Stored items from a collection
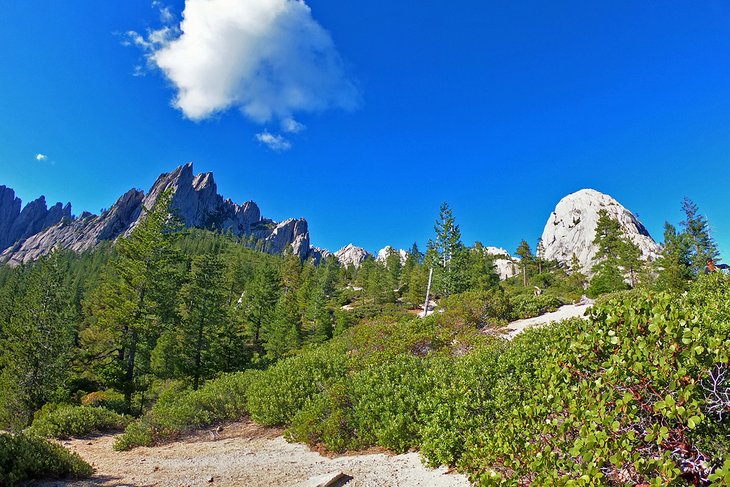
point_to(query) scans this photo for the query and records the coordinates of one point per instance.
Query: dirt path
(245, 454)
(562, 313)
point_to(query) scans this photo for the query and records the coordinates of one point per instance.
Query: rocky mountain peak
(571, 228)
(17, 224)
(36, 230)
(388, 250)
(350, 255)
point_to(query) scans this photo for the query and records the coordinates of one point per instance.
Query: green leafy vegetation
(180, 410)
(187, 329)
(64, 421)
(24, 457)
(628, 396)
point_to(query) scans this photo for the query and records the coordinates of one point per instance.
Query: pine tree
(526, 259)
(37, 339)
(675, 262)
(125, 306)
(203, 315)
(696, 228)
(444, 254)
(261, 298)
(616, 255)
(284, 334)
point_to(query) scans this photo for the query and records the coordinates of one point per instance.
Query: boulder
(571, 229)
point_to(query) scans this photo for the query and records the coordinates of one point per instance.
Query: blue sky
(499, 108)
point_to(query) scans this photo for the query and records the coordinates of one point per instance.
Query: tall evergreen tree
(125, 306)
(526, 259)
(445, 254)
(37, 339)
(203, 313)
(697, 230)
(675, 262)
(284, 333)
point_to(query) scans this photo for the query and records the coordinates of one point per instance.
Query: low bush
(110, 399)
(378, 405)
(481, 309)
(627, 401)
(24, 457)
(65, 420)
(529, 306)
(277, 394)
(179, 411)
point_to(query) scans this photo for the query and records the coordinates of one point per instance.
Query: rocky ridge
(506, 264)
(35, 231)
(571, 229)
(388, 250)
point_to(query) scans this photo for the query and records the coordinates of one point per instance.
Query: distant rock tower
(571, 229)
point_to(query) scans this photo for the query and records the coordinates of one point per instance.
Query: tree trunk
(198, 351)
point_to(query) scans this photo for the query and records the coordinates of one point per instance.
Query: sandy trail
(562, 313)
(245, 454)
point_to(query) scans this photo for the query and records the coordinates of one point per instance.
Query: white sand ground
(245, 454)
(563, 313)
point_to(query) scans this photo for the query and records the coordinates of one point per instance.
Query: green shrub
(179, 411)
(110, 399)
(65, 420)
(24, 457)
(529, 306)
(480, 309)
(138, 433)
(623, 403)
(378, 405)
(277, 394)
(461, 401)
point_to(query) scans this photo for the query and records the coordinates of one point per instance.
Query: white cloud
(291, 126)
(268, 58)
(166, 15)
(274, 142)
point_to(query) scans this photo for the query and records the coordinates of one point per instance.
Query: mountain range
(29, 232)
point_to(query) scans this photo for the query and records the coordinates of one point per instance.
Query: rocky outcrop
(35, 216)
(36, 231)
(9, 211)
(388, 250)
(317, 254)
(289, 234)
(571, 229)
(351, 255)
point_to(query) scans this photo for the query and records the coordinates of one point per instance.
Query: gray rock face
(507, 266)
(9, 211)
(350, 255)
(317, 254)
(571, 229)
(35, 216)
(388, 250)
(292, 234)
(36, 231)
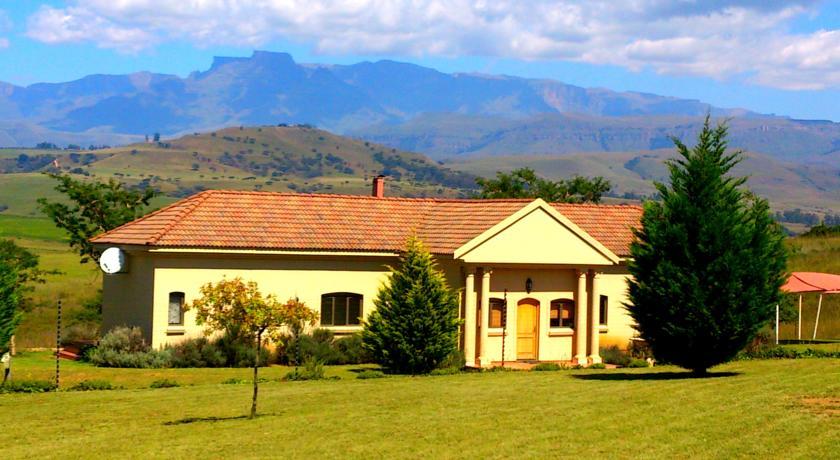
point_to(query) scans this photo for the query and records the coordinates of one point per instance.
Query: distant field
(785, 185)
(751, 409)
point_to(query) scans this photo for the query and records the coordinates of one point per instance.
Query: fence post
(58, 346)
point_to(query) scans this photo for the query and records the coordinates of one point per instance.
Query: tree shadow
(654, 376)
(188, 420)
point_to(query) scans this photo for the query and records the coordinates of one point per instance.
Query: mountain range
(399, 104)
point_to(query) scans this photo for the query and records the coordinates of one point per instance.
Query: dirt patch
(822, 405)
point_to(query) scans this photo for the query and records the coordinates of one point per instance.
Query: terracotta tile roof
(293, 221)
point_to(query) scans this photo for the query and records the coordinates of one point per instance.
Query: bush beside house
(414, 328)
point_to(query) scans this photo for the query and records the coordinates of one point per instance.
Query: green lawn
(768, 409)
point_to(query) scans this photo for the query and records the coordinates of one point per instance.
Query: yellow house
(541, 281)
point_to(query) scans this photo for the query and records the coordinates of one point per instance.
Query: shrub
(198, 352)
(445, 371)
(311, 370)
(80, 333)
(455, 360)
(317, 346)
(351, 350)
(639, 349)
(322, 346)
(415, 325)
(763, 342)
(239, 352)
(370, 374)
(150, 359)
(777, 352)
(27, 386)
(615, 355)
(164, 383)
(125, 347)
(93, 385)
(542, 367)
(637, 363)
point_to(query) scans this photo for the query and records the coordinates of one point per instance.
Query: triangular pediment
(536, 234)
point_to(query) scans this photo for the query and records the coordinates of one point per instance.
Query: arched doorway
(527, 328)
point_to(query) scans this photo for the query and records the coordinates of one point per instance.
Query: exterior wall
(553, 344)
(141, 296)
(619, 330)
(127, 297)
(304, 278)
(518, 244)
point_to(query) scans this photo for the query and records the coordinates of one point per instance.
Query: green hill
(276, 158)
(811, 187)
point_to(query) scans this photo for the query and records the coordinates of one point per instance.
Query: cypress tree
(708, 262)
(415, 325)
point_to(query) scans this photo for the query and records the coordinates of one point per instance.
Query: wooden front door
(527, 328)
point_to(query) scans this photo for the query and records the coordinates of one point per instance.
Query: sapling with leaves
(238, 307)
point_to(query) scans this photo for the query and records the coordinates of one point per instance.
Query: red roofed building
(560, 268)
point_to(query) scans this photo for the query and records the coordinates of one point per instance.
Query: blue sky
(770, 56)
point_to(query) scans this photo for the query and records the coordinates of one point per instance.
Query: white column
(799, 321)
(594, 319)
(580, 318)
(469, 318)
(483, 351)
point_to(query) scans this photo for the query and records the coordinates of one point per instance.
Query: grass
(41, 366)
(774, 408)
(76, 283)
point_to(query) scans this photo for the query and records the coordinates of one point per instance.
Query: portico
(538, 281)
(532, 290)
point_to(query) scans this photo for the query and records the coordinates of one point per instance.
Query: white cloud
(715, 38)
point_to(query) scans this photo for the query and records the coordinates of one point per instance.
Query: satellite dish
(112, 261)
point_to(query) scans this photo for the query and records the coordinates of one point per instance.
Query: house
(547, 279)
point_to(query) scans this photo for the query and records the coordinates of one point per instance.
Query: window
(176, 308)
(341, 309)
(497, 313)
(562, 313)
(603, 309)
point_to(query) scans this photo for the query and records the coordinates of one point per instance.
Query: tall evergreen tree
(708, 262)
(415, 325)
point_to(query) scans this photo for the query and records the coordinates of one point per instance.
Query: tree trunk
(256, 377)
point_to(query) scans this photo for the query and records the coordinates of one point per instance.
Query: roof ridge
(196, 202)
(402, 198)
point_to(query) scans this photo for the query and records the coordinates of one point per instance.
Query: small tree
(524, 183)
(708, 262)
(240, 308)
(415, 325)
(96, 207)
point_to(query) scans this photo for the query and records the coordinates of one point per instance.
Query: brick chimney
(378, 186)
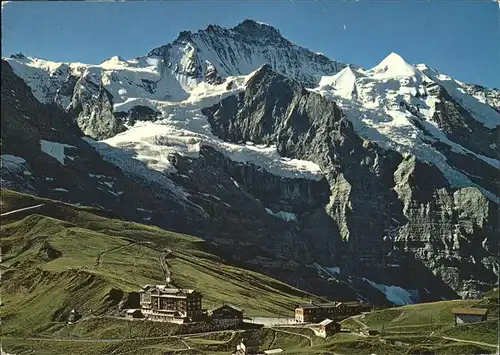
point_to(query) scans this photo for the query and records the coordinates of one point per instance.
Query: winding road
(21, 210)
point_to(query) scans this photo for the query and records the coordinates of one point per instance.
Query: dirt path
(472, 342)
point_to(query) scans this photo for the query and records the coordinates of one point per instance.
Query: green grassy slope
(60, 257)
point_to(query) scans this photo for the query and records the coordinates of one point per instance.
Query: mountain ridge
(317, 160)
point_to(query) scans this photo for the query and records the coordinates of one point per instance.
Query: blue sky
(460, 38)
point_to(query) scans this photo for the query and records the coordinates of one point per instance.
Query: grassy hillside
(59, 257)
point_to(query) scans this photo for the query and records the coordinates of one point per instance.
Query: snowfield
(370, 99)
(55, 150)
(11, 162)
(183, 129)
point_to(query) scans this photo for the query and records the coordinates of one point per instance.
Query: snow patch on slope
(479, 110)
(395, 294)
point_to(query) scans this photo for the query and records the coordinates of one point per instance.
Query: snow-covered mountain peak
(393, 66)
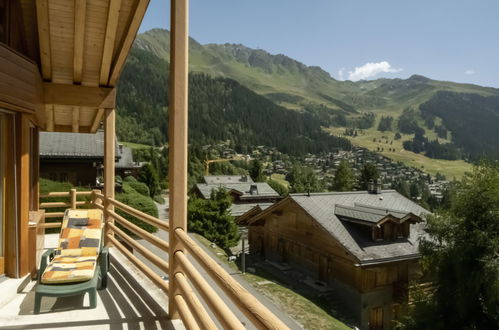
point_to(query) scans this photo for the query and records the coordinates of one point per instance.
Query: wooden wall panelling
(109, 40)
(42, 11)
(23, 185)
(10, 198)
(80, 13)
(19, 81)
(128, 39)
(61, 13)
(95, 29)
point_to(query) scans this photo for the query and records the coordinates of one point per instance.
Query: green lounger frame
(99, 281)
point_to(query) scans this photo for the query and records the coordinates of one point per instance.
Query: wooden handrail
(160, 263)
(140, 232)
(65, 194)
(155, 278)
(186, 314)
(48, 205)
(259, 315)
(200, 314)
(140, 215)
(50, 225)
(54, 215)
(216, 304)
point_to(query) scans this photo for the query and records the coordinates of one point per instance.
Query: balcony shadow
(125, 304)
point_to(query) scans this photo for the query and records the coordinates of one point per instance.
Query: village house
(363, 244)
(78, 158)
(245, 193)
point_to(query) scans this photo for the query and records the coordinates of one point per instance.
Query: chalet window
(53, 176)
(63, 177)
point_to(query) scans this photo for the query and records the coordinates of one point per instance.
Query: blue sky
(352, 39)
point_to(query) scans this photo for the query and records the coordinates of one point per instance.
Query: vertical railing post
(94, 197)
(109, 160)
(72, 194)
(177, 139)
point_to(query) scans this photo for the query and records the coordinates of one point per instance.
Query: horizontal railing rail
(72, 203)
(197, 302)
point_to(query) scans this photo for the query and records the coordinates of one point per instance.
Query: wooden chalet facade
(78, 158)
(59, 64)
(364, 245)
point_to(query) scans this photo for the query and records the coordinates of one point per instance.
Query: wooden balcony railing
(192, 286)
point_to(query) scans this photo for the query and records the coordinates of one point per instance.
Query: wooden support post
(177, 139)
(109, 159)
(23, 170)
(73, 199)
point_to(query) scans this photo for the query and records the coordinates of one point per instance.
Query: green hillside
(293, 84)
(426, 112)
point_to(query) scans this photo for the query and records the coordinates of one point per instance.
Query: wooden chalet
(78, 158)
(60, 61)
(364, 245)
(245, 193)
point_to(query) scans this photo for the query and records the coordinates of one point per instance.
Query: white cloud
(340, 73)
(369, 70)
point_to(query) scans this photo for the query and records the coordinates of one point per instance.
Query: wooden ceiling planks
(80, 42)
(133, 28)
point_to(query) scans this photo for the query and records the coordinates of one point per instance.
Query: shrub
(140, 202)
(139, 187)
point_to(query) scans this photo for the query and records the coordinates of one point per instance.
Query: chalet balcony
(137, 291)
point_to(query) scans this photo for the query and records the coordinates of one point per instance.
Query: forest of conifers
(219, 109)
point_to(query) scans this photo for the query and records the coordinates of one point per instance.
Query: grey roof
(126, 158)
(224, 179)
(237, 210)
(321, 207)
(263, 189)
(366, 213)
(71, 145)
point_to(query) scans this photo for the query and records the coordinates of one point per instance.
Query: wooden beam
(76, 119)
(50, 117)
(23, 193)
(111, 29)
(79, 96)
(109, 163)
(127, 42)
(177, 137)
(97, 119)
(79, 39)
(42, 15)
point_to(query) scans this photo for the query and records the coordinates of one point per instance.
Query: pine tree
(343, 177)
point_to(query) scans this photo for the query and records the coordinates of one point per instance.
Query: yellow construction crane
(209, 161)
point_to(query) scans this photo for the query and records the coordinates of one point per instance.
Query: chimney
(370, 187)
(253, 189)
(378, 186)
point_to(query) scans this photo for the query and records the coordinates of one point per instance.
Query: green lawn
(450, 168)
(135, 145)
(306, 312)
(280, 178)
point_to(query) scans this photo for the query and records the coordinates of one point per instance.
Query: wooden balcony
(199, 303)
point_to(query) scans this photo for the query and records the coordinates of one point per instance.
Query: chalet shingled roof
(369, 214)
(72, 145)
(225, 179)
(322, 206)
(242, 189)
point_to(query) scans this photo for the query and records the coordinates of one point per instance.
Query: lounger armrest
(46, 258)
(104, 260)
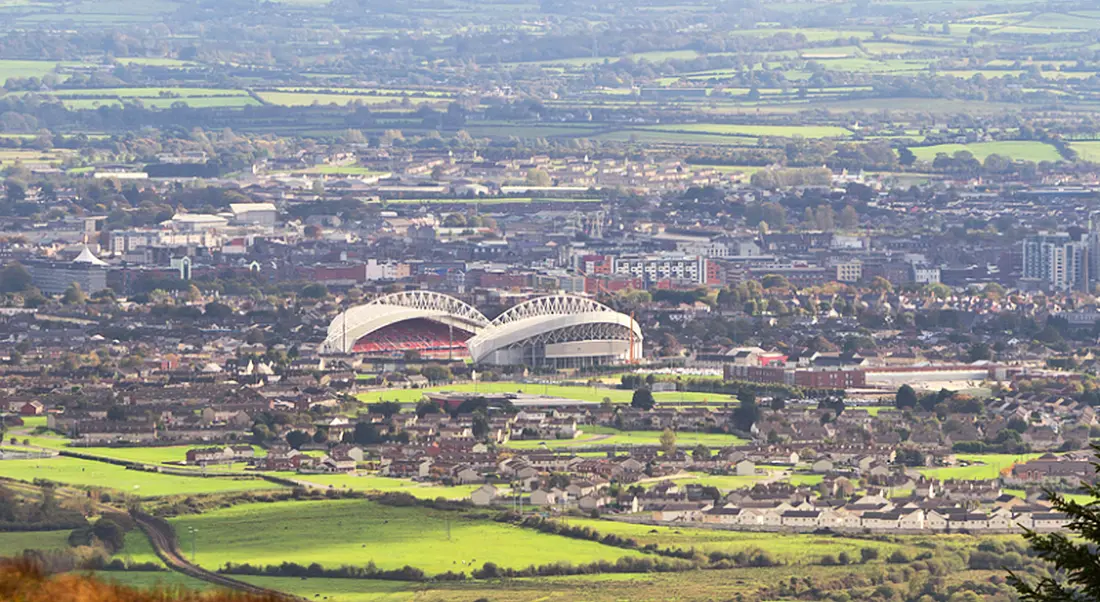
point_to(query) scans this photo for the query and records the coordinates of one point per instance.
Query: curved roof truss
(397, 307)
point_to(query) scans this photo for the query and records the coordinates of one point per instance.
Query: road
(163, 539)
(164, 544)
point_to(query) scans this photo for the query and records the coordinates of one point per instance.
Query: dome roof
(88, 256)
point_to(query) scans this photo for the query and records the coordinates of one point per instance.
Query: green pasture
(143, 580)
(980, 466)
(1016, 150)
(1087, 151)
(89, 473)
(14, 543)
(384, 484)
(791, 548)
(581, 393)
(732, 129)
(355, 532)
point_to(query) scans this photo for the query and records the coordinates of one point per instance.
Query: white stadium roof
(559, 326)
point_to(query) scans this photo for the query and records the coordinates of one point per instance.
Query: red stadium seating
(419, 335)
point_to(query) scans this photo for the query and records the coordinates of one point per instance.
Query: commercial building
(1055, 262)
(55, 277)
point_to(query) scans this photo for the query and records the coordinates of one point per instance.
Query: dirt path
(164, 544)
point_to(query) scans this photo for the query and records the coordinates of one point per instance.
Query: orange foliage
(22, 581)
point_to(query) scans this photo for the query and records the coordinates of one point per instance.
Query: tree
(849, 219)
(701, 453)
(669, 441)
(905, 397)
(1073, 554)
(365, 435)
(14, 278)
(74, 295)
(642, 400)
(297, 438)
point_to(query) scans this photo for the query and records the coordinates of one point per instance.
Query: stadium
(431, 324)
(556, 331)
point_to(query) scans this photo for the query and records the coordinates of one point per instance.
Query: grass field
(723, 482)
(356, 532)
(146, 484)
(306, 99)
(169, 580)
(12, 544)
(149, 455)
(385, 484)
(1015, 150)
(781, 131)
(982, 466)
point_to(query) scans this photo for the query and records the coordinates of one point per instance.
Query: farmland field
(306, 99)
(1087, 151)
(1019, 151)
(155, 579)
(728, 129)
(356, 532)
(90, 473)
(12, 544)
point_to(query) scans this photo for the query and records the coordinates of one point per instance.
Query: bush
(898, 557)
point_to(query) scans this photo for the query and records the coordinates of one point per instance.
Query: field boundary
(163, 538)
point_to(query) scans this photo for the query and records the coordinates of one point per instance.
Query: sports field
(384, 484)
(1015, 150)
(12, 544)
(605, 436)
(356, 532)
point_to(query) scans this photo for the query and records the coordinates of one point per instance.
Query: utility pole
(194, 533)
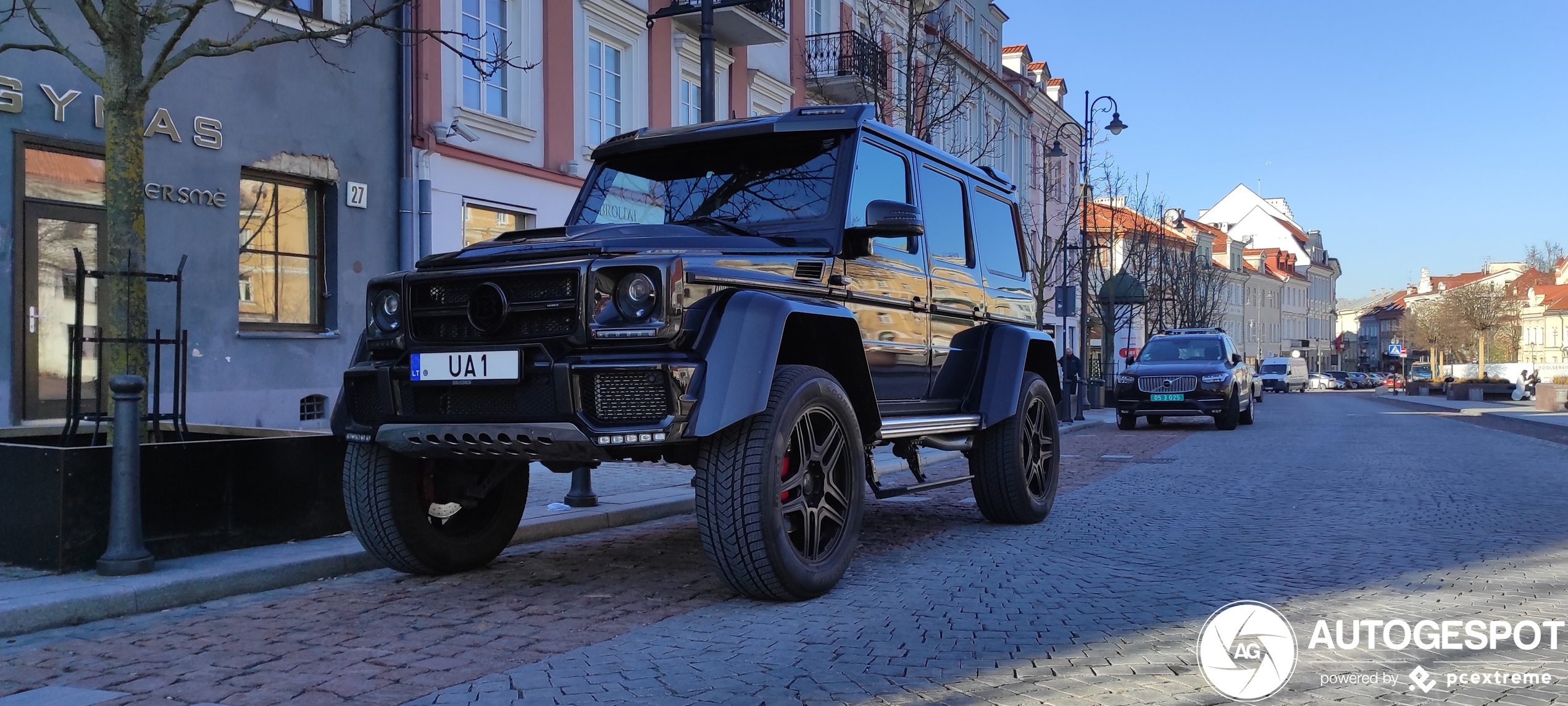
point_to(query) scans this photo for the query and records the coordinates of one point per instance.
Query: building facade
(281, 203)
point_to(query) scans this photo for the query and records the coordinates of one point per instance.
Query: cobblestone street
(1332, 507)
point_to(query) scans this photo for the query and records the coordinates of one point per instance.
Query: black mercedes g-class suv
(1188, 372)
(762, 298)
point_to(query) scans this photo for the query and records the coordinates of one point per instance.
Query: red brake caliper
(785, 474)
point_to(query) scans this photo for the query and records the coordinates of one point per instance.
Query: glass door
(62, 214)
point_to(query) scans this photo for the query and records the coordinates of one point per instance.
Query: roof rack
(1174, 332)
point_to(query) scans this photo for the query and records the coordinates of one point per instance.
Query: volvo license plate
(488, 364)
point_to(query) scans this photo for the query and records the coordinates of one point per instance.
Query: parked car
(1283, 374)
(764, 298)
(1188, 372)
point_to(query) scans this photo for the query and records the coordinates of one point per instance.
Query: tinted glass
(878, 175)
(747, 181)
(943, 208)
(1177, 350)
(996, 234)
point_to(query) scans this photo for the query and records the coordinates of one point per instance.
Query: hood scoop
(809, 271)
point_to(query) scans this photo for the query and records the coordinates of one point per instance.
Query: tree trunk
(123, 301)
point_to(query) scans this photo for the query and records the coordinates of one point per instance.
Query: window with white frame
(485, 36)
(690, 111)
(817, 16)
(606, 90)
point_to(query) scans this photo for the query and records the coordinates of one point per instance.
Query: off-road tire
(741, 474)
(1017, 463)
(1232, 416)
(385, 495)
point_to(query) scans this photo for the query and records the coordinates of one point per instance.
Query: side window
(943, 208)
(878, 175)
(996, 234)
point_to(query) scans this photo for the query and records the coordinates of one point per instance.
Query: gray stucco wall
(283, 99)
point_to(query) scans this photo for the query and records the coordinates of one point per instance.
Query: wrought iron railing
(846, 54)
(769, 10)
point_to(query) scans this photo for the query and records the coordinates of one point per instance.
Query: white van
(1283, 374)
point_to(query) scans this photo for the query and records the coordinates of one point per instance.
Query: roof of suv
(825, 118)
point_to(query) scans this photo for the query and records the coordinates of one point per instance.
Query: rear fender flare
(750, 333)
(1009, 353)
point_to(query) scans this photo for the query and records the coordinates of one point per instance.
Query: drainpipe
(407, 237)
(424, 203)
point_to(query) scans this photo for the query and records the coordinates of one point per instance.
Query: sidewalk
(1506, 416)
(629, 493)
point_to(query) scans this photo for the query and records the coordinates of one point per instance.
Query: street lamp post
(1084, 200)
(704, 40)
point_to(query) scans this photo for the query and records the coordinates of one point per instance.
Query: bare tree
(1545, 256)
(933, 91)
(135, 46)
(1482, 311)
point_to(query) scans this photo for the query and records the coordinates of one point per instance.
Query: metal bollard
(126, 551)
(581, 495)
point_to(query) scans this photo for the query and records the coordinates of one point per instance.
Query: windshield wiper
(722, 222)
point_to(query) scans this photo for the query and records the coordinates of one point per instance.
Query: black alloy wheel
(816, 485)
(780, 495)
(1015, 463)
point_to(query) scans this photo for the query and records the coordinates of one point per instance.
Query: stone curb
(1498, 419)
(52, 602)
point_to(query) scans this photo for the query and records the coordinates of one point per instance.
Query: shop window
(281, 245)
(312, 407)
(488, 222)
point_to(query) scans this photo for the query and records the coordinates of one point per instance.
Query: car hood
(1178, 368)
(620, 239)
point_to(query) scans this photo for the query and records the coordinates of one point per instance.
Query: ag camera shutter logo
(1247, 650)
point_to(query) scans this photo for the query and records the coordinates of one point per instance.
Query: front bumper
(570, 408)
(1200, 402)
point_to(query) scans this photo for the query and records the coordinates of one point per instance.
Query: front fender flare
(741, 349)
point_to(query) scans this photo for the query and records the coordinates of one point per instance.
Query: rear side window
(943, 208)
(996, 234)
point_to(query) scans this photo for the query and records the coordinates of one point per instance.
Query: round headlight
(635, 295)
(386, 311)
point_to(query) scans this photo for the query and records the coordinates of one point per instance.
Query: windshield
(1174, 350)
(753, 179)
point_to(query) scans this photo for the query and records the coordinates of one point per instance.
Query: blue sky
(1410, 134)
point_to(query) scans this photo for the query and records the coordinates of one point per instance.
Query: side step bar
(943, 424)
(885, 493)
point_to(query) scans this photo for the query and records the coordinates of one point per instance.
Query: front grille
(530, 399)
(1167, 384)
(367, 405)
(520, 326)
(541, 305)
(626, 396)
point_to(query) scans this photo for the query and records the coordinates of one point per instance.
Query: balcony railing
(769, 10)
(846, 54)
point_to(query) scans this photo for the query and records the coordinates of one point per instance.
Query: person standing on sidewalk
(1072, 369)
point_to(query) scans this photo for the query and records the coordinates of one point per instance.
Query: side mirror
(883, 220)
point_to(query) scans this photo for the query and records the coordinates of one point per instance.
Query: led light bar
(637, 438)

- What is being asked: Each line from the one containing "Query: round headlight" to the close of the records must appear in the output exactly, and no other line.

- Response to the exercise:
Query: round headlight
(635, 295)
(386, 311)
point_to(query) scans this photo for the query and records the coordinates of one point per instance.
Query: windshield
(1174, 350)
(753, 179)
point_to(query) scans this photo for the query and records the coordinates of one point per instance.
Query: blue sky
(1410, 134)
point_to(query) scans this photo for the query and records the coordinates of one point per instance.
Query: side step bar
(943, 424)
(885, 493)
point_to(query) scans this photo for the query and records the coordinates of one point per instance.
Query: front grille
(530, 399)
(1167, 384)
(367, 405)
(520, 326)
(541, 305)
(626, 396)
point_to(query) scans this photo for the query and records the coordinates of one point per instance.
Query: balcony railing
(769, 10)
(846, 54)
point_to(query) scans this photo for the query and records the coordinates of one point per instance.
Query: person standing on sidewalk
(1072, 369)
point_to(query) scans this photo for the query and records the coordinates of one point per instance.
Query: side mirror
(883, 220)
point_to(query) scans this photo for the query and records the coordinates of one point per instance.
Query: led light bar
(637, 438)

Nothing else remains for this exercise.